### Passage
* Begin *

An Interview with HR.com

“The current skills shortage has far-reaching impacts on organizations, including on business outputs. As a result, companies that conduct a skills assessment now and upskill/reskill employees, accordingly, will be better prepared to mitigate the skills gap of the future,” said Vanessa Williams, Founder and CEO, of Leading Edge Consulting, LLC.

For 25+ years, Vanessa led service, relationship management, productivity, and talent development at major financial services institutions for large client segments in the U.S. and internationally.

In an exclusive interview with HR.com, Vanessa touches upon why employee skilling, reskilling, and upskilling are crucial today, what organizations must do to engage and retain talent, and how can they create opportunities for upskilling and reskilling, among others.

Excerpts from the interview:

Q: Why employee skilling, reskilling, and upskilling are so important in current times and in the future?

Vanessa: Reskilling and upskilling serve to address and meet the needs of a company and maximize an employee’s potential at any given time. In current times, we face a systemic need to integrate authentic DE&I initiatives and as a new area of focus in the workplace, this requires that current employees reskill or upskill to develop an understanding of these societal issues.

Skills development should support employees in positioning themselves for growth within a company – whether reskilling to allow for horizontal mobility or upskilling for a promotion. As layoffs happen to the masses and talent retention continues to pose a challenge, the mutual benefits of reskilling or upskilling in the workplace make it more important now than ever before.

When organizations reskill and upskill current employees, the employee’s value increases and they contribute to a healthier and more dedicated workforce. When reskilling and upskilling does not happen, contribution stays relatively stable while the cost of employing a staff member increases over time.

The current skills shortage has far-reaching impacts on organizations, including on business outputs. As a result, companies that conduct a skills assessment now and upskill/reskill employees, accordingly, will be better prepared to mitigate the skills gap of the future. Coaching can be the element that makes an employee or HR leader step back and think about what is missing that would tie all the pieces together within an organization. As the middleman between points A and B, coaching establishes a process to navigate reskilling and upskilling for years to come.

Q: In terms of workforce management and talent development, what are the challenges organizations face and how do they engage and retain talent?

Vanessa: Organizations are facing increasing challenges in workforce management and talent development as the recession looms and employees continue to demand new levels of support from their employers.

Organizations are left to balance low resources, high output needs, and the challenge of meeting the digitization of the workplace. However, organizations that utilize their HR and learning & development (L&D) teams now to evaluate potential skills gaps will be better prepared to meet developing business needs in the coming years.

Since talented employees have more options and are more courageous to leave their jobs, organizations are better off if they upskill their current talent rather than constantly recruiting to combat turnover.

Leaders that incorporate strategy driven by HR and L&D can evaluate what skills are needed for the future of the company’s success. A skills and gap assessment allow a company to plan accordingly and can shape reskilling and upskilling needs in a way that is mutually beneficial to both the organization’s future and the employees’ personal and professional development.

* End *

[Source records]
* Begin *

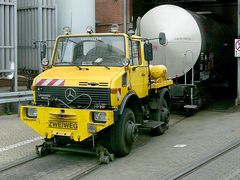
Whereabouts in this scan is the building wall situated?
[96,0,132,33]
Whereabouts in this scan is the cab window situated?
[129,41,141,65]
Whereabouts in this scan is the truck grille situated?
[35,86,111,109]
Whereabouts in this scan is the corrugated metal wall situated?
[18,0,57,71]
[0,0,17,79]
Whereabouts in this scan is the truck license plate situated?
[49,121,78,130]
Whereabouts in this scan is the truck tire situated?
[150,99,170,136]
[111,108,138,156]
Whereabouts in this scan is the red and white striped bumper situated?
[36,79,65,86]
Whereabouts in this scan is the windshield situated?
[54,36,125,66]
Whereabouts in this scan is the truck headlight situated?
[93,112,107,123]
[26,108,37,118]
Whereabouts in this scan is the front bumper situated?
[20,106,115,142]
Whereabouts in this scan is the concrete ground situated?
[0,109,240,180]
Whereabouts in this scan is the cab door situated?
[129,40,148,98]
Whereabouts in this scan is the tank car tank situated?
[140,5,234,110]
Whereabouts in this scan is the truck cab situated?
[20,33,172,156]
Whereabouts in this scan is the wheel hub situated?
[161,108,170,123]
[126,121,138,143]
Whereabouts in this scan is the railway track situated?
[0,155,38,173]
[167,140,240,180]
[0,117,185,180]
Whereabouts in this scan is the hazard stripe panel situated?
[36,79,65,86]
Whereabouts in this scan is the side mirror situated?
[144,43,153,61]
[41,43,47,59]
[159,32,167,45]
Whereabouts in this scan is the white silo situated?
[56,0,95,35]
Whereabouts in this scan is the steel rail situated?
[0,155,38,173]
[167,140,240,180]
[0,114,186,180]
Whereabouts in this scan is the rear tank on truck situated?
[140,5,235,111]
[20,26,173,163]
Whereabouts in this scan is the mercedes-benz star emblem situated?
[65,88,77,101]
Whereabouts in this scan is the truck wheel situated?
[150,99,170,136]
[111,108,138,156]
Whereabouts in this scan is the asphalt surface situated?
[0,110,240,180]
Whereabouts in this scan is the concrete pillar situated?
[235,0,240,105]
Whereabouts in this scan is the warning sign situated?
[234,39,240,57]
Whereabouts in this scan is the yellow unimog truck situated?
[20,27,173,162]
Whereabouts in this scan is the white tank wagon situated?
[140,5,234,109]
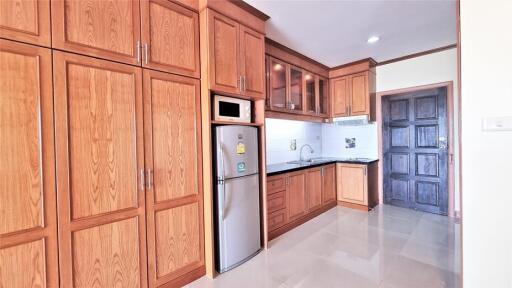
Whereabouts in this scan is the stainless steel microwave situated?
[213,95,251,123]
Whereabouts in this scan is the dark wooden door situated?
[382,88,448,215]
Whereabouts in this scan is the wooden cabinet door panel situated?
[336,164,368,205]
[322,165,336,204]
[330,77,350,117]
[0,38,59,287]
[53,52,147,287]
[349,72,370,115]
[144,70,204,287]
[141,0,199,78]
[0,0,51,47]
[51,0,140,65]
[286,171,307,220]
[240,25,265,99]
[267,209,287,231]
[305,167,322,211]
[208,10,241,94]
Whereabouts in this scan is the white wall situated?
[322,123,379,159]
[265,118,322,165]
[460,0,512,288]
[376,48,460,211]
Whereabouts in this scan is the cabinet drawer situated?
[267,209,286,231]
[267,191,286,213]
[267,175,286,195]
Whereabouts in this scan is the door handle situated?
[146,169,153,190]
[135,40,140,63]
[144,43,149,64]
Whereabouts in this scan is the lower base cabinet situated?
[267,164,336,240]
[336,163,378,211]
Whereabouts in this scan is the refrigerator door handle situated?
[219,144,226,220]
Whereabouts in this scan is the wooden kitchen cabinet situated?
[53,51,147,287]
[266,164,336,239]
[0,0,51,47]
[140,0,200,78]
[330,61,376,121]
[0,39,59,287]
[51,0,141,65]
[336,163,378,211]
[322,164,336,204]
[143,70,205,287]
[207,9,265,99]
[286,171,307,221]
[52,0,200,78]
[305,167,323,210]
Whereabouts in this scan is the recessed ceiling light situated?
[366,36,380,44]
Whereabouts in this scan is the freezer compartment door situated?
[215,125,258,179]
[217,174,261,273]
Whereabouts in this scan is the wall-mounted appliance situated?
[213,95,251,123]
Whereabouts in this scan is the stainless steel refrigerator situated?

* End *

### List of tasks
**a)** Answer these questions from the interview:
(i) For how many years did Vanessa Williams lead service, relationship management, productivity, and talent development at major financial services institutions?
(ii) What three things are organizations left to balance?
(iii) What happens to contribution and to the cost of employing a staff member when reskilling and upskilling does not happen?
**b)** Repeat the interview word for word from "When organizations reskill" to "years to come.".
The rows above stand apart from the interview and are separate material.

### Task answers
**a)**
(i) 25+ years.
(ii) Low resources, high output needs, and the challenge of meeting the digitization of the workplace.
(iii) Contribution stays relatively stable while the cost of employing a staff member increases over time.

**b)**
When organizations reskill and upskill current employees, the employee’s value increases and they contribute to a healthier and more dedicated workforce. When reskilling and upskilling does not happen, contribution stays relatively stable while the cost of employing a staff member increases over time.

The current skills shortage has far-reaching impacts on organizations, including on business outputs. As a result, companies that conduct a skills assessment now and upskill/reskill employees, accordingly, will be better prepared to mitigate the skills gap of the future. Coaching can be the element that makes an employee or HR leader step back and think about what is missing that would tie all the pieces together within an organization. As the middleman between points A and B, coaching establishes a process to navigate reskilling and upskilling for years to come.